Lemma 2.2. Let $\beta \geq 2$ be a real number. Let $S=\{s_{1}, s_{2}, \ldots \}$ be an unbounded sequence of positive integers such that $s_{n+1}/s_{n}\leq \beta $ . Let a, b be two positive integers. Suppose A and B are sets of integers satisfying $A\subseteq [0, a]$ , $B\subseteq [0, b]$ and $0\in A\cap B$ . If

(2.1) $$ \begin{align} |A|+|B|>3+\frac{2}{\beta}\bigg\lfloor \frac{s_{1}-1}{2}\bigg\rfloor+\max\bigg\{a, b, \bigg(1-\frac{1}{\beta}\bigg)(a+b)\bigg\}, \end{align} $$

then $(A+B)\cap S\neq \emptyset $ .

Proof. We may assume that $a\leq b$ . If $0\leq b<s_{1}$ , put $x_{0}=\lfloor (s_{1}-1)/2\rfloor $ . If $b<x_{0}$ , then

$$ \begin{align*} |A|+|B|&>2+\frac{2}{\beta}\bigg\lfloor \frac{s_{1}-1}{2}\bigg\rfloor+\bigg(1-\frac{1}{\beta}\bigg)(a+b)\\ &>2+\frac{1}{\beta}(a+b)+\bigg(1-\frac{1}{\beta}\bigg)(a+b) =2+a+b, \end{align*} $$

which is a contradiction since $|A|+|B|\leq a+b+2$ . Thus, $x_{0}\leq b<s_{1}$ . If $a+b<s_{1}$ , then

$$ \begin{align*} |A|+|B|&>3+\frac{2}{\beta}\bigg\lfloor\frac{s_{1}-1}{2}\bigg\rfloor+\bigg(1-\frac{1}{\beta}\bigg)(a+b)\\ &\geq 3+\frac{1}{\beta}(s_{1}-2)+\bigg(1-\frac{1}{\beta}\bigg)(a+b)\\ &\geq3+\frac{1}{\beta}(a+b-1)+\bigg(1-\frac{1}{\beta}\bigg)(a+b)\\ &\geq3-\frac{1}{\beta}+a+b > a+b+2, \end{align*} $$

which is again impossible. Thus, $a+b\geq s_{1}$ . Then,

$$ \begin{align*} |A|+|B|&>3+\frac{1}{\beta}(s_{1}-2)+\bigg(1-\frac{1}{\beta}\bigg)(a+b)\\ &\geq3+\frac{1}{\beta}s_{1}-\frac{2}{\beta}+\bigg(1-\frac{1}{\beta}\bigg)s_{1}\\ &=3-\frac{2}{\beta}+s_{1} \geq s_{1}+2. \end{align*} $$

Since $B, s_{1}-A\subseteq [0, s_{1}]$ , we must have $s_{1}\in A+B$ .

——————

## STATED TASK 1
In the Lemma 2.2 text, list every condition on A and B in the sentence beginning "Suppose A and B are sets of integers satisfying".
## STATED TASK 2
Answer these from the Lemma 2.2 text:
(a) What lower bound does the lemma place on β?
(b) In the case 0 ≤ b < s₁, what value does the proof assign to x₀?
(c) Which element does the final sentence say must belong to A + B?
## STATED TASK 3
Reproduce the Lemma 2.2 text from "Lemma 2.2. Let" to "S\neq \emptyset $ .".
The listing is separate material, independent of the Lemma 2.2 text.

Records:
——————

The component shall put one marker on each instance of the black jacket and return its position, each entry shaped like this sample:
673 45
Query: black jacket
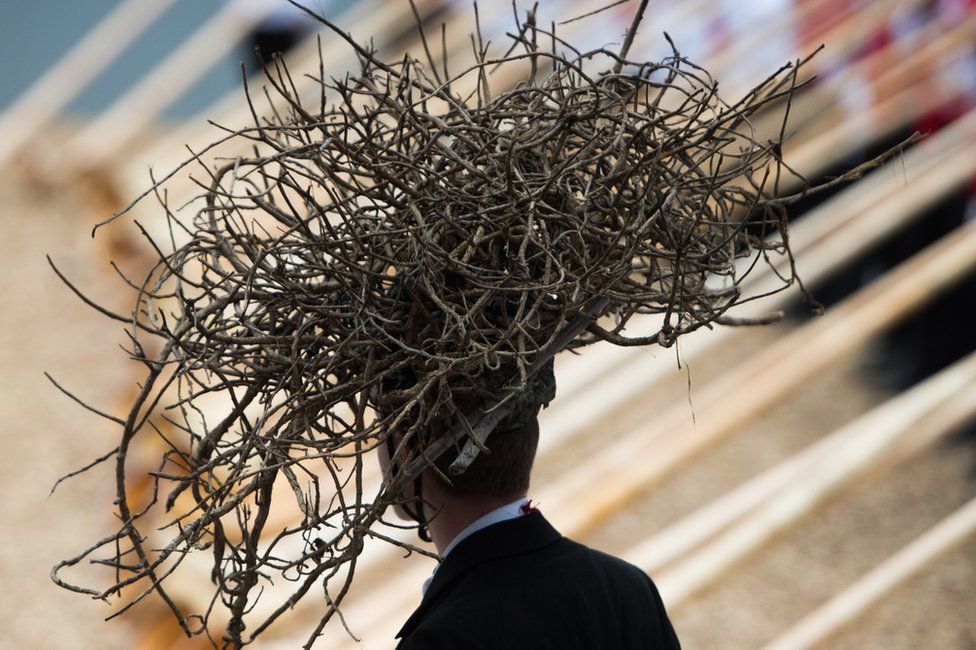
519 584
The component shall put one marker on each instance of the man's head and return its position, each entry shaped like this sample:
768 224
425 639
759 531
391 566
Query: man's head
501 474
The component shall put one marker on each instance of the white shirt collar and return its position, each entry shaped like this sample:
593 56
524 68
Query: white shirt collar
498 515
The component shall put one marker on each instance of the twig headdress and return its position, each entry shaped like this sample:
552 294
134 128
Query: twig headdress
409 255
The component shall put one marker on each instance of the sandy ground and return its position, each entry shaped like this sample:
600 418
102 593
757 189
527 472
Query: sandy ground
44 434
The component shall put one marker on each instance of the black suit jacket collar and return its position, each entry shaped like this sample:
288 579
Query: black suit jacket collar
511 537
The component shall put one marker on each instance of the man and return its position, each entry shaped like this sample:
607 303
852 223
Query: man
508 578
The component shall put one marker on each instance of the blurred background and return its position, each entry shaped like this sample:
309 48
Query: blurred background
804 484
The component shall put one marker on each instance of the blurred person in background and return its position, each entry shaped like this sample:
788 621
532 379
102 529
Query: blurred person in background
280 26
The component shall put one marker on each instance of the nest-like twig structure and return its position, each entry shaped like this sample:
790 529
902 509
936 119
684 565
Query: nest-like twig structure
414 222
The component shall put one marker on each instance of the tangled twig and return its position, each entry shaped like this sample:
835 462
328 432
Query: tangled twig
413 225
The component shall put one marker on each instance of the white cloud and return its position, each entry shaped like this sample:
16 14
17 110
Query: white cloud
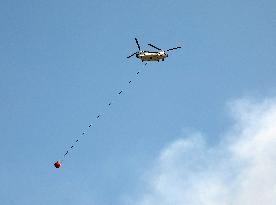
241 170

——————

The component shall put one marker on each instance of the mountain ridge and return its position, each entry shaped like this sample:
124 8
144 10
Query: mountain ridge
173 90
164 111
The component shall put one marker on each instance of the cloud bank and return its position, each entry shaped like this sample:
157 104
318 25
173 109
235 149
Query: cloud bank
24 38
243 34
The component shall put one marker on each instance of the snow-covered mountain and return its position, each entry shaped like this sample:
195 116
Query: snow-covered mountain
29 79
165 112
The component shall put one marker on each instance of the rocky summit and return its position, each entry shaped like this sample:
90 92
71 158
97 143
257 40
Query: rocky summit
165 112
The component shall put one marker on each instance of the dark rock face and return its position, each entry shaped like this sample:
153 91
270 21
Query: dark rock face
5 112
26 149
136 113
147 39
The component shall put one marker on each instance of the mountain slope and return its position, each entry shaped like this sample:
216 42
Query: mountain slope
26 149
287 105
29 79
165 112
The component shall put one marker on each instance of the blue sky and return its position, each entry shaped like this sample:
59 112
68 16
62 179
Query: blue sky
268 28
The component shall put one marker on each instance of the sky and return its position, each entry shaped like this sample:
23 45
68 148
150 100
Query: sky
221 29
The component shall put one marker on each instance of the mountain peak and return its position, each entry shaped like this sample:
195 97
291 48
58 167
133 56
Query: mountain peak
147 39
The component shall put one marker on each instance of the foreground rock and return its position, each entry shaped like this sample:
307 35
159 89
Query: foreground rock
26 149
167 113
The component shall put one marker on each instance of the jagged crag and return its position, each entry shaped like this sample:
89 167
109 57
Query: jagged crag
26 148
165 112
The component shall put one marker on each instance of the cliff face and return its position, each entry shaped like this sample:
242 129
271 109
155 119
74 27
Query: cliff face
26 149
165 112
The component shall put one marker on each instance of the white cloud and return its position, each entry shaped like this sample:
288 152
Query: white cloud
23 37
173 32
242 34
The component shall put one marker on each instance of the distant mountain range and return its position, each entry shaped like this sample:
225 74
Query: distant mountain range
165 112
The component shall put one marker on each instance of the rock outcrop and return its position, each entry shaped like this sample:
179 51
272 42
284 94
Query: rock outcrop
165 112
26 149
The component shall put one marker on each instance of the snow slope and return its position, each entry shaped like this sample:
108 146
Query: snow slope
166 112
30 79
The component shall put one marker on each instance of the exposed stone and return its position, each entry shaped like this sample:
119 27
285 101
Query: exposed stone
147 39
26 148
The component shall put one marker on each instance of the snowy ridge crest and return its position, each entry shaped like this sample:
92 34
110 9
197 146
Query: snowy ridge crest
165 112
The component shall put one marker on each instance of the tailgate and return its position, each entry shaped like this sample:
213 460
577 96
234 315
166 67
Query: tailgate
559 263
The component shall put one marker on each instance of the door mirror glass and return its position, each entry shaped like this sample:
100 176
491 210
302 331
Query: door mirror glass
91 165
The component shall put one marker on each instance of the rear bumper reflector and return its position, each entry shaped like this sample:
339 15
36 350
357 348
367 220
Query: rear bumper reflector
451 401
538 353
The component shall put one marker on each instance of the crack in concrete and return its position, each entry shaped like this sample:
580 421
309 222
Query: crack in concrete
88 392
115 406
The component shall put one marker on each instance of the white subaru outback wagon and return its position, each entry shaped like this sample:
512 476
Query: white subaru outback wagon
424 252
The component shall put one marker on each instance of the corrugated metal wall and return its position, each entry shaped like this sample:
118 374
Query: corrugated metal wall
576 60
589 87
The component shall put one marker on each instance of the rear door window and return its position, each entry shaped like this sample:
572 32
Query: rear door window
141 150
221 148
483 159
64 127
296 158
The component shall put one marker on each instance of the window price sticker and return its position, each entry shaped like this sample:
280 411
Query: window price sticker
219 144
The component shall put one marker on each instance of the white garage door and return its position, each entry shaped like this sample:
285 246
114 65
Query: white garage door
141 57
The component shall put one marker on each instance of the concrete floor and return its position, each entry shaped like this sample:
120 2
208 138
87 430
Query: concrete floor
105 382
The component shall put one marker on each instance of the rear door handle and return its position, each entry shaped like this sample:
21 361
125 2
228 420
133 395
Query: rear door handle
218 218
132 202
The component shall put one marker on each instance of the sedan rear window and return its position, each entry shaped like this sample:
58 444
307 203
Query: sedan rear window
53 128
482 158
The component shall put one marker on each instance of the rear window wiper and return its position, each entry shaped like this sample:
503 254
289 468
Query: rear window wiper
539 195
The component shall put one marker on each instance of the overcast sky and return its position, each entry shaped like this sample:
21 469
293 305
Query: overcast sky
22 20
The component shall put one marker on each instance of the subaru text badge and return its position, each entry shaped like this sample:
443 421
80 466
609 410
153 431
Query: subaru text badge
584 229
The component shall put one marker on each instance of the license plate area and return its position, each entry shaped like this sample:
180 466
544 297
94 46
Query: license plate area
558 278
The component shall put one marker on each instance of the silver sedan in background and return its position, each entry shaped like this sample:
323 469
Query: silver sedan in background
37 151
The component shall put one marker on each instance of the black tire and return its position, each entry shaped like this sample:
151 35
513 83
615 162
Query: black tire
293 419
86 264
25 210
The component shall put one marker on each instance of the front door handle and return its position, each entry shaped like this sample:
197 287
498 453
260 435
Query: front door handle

——————

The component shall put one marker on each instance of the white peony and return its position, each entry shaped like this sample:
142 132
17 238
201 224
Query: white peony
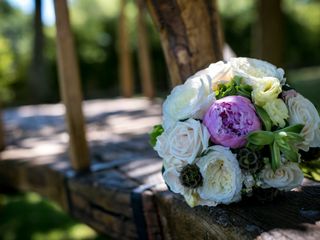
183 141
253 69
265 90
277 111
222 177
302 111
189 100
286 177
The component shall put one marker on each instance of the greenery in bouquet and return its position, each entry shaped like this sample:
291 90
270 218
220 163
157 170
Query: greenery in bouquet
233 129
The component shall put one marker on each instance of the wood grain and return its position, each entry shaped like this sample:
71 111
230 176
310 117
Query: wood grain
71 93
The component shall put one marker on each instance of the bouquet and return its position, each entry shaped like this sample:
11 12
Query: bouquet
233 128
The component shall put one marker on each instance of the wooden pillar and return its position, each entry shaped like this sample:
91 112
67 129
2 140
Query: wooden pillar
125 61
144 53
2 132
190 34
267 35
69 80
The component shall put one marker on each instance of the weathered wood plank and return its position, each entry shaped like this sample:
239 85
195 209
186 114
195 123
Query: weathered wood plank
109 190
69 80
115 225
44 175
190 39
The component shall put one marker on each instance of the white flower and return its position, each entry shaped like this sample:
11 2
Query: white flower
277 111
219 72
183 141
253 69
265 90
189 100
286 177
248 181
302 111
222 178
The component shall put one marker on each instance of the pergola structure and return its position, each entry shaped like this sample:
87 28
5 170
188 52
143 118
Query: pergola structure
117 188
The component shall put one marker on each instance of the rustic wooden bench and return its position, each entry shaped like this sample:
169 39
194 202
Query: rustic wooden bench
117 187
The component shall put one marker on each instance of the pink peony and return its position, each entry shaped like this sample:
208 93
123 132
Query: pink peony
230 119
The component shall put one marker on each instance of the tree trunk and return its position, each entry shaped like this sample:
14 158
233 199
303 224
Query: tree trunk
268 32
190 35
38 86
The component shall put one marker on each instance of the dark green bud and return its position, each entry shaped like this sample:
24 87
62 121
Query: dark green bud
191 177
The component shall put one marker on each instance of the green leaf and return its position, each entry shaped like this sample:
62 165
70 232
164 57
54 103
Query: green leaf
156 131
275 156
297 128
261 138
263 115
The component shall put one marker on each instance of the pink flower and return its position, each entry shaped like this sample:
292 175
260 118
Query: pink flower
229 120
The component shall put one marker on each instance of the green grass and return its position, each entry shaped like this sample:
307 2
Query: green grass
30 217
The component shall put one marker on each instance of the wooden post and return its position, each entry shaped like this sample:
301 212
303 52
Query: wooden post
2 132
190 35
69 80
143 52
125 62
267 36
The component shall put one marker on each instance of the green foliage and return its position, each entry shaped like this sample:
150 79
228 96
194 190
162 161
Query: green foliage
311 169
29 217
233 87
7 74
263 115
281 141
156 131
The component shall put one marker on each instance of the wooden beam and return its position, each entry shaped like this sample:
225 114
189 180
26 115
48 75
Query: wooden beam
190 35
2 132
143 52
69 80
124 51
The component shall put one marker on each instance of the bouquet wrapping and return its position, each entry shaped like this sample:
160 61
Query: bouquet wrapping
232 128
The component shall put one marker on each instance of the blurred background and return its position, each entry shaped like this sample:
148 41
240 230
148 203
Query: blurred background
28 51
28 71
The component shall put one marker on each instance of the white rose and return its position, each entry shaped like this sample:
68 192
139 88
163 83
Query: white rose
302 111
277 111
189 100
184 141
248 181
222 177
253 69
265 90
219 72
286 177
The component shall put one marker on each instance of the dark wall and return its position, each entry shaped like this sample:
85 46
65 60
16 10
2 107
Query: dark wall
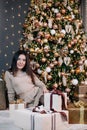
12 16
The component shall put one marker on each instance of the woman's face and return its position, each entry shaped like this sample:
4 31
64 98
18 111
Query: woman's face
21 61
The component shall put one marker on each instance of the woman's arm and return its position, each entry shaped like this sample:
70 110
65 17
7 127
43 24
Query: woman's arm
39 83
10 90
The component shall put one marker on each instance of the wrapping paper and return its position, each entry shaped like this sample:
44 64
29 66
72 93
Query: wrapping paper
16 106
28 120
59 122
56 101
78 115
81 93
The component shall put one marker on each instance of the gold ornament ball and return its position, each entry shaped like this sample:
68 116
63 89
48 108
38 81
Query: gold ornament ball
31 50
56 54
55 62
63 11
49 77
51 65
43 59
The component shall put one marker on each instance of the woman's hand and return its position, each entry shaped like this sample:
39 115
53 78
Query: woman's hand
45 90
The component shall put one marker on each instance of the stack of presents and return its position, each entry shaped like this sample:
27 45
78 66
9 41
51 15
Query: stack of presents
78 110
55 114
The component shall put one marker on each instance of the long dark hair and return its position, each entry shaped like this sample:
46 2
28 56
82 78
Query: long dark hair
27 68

——————

## EXERCISE OUTPUT 1
A ⊆ [0, a]
B ⊆ [0, b]
0 ∈ A ∩ B

## EXERCISE OUTPUT 2
(a) β ≥ 2.
(b) x₀ = ⌊(s₁ − 1)/2⌋.
(c) s₁.

## EXERCISE OUTPUT 3
Lemma 2.2. Let $\beta \geq 2$ be a real number. Let $S=\{s_{1}, s_{2}, \ldots \}$ be an unbounded sequence of positive integers such that $s_{n+1}/s_{n}\leq \beta $ . Let a, b be two positive integers. Suppose A and B are sets of integers satisfying $A\subseteq [0, a]$ , $B\subseteq [0, b]$ and $0\in A\cap B$ . If

(2.1) $$ \begin{align} |A|+|B|>3+\frac{2}{\beta}\bigg\lfloor \frac{s_{1}-1}{2}\bigg\rfloor+\max\bigg\{a, b, \bigg(1-\frac{1}{\beta}\bigg)(a+b)\bigg\}, \end{align} $$

then $(A+B)\cap S\neq \emptyset $ .